_Prompt 1_
Rewrite the part of the social investment piece that opens with the words containing "The BSSEC blog" and closes with "market is right.", using "lender" in place of "intermediary".
_Prompt 2_
Write the next part of the piece on the social investment debate, picking up after its last sentence.
(Source document begins)
Social Investment – the Ongoing Debate

The BSSEC blog dated 14th January Gerrymandering Social Enterprise, linked to an interesting article summarised well by Alun Severn, is clearly only part of the increasing debate about social investment/social finance and the social enterprise sector.

As ART probably led the way in the UK as BOTH a social enterprise and a social investment intermediary (Community Development Finance Institution – CDFI), making loans to businesses and social enterprises, I feel the time for adding my thoughts to the reflection and comment on the state of the market is right.

I have to confess that I was in partial agreement with some of the case made in the original article, which I am told by those in the know is an extension of a long held belief by the author and followers that ‘if you want to grow social businesses, you really need long term, patient financiers, who are prepared to lose their money or take low returns’.

The author’s take on where you get this kind of money is from local social investors, who can be close enough to the locality and the problem to both want to fix it and understand the local context well enough to make good investments. This chimed with ART’s beginnings.

ART raised funds in 1997 from local and national companies and from individuals who were seeking social change.  They were all prepared to make a social investment, not being promised or even expecting a financial return. In 1997 this was a real social investment. The social return being that ART would provide access to finance where banks were unable to help and support local jobs for local people through enterprise. The capital would in the plan not be lost.
(Source document ends)
(Information begins)
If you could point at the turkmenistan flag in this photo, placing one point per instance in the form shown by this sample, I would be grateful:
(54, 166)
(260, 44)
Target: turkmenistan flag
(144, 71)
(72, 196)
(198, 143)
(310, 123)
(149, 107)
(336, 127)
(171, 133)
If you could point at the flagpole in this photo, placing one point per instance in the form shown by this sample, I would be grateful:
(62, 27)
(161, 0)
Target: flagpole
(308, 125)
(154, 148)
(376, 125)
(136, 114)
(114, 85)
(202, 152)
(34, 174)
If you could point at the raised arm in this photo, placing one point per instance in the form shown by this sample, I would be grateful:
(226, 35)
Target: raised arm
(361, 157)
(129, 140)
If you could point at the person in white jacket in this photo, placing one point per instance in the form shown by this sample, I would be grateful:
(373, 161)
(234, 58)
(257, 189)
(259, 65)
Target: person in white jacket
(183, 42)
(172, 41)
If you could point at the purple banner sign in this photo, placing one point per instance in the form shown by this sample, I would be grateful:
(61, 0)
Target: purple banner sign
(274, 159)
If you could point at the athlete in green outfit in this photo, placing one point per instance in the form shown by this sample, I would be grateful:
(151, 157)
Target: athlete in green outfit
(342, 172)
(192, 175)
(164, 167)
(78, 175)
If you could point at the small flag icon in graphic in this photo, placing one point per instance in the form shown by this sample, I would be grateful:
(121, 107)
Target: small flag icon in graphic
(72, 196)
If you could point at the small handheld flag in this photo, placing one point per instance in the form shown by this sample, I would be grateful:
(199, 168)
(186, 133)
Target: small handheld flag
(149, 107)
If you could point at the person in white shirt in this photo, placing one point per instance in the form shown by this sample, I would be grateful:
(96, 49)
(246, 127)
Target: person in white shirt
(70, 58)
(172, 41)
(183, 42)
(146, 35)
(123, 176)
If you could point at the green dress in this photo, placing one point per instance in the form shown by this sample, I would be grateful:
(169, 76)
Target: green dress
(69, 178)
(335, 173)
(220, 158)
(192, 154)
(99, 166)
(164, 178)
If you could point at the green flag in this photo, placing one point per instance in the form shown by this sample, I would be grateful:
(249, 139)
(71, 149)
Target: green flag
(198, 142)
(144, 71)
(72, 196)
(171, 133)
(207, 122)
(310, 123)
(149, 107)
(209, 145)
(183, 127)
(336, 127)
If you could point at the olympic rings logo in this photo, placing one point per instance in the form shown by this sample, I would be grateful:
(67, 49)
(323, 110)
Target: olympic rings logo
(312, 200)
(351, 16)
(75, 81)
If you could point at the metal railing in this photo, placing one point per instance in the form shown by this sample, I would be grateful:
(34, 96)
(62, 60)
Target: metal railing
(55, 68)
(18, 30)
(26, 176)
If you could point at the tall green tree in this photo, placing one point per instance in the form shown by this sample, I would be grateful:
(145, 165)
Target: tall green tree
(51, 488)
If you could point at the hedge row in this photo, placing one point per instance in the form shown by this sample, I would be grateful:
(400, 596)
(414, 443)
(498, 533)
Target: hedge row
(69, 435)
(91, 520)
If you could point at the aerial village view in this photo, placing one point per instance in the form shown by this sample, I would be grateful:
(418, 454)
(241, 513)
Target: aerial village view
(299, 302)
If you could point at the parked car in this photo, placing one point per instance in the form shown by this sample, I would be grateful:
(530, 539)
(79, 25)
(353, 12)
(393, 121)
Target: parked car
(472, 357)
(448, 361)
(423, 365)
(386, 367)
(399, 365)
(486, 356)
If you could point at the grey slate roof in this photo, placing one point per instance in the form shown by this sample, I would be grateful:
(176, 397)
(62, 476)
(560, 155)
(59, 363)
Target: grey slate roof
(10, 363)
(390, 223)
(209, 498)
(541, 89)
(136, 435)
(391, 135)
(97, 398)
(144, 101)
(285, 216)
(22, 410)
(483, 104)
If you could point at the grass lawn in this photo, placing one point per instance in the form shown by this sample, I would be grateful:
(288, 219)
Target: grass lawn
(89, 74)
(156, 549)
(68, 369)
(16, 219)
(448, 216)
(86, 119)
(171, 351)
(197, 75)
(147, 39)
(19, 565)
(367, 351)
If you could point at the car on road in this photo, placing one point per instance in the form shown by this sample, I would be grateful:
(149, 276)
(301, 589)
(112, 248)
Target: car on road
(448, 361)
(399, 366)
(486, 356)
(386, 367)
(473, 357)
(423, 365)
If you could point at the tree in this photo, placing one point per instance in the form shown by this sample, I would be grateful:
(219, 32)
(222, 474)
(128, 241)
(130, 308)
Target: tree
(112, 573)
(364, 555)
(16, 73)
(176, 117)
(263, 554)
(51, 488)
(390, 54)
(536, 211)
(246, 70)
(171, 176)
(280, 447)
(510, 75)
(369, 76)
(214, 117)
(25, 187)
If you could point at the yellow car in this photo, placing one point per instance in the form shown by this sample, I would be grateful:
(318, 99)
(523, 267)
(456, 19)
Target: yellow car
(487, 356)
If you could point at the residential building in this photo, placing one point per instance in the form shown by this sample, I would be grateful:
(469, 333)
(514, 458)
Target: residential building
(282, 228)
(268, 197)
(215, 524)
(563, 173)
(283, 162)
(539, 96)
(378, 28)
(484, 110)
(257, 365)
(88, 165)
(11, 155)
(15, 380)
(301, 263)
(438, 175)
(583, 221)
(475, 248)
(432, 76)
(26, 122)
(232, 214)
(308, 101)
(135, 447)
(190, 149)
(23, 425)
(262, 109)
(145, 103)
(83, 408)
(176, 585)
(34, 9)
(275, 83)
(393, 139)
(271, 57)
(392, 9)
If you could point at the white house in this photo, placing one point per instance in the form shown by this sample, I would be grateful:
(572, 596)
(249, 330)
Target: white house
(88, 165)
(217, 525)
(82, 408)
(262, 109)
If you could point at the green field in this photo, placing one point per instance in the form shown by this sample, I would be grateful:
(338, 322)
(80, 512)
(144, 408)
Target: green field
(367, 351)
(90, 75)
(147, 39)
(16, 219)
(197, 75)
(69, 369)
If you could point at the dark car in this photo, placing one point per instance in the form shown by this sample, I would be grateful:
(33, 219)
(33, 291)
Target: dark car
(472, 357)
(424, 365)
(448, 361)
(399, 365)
(Information ends)
_Written reply 1_
The BSSEC blog dated 14th January Gerrymandering Social Enterprise, linked to an interesting article summarised well by Alun Severn, is clearly only part of the increasing debate about social investment/social finance and the social enterprise sector.

As ART probably led the way in the UK as BOTH a social enterprise and a social investment lender (Community Development Finance Institution – CDFI), making loans to businesses and social enterprises, I feel the time for adding my thoughts to the reflection and comment on the state of the market is right.

_Written reply 2_
We still have the money safe and sound in our balance sheet and it continues to be used for the social and economic purpose intended. We have supported and levered additional finance over the years from public and private sectors to support the mission – local jobs for local people.  We have now lent over £17m and the businesses and social enterprises we have helped have created or preserved over 6000 jobs.

The pool of investors prepared to forgo any financial return was too small for expansion and we soon needed to seek policy guarantee funds/local government/ARI-type money and national Regional Growth Funding to underpin the lending operation and enable ART and other CDFIs to raise funds from commercial sources.  Some of the early stage money even emerged from banks under their Community/CSR budgets as grants.

In discussing the ‘Gerrymandering and Social Enterprise’ article with one of the fellow co-founding social investors at ART, Danyal Sattar, who now resides at Big Society Capital, Dan made the point that there is a pretty substantive social investment movement out there that isn’t all about social enterprise – CDFIs, the Social Banks (Triodos, Ecology BS, Charity Bank, even Unity), community share issues, overseas stuff like Shared Interest, Traidcraft.  A bit of microfinance perhaps; include personal lending and credit unions with 900,000 members, and things start getting pretty substantive.  All of that could be classified as a big spectrum of Social Investment.

This is, in my opinion, where the social investment sector remains in difficulty especially linked to the public sector and social enterprise, with many counter arguments.  Nearly all the social finance organisations retitled by Big Society Capital as ‘Social investment financial intermediaries‘ seek a financial and social return and it appears that there is a blurring in the line of what the public sector will inject (grant) or invest for their policy return.

The ongoing challenge is to satisfy the two camps in the social enterprise world – those seeking long term low cost funding up to £250K (probably main demand level £100K) and those providing the capital who need a financial and social return.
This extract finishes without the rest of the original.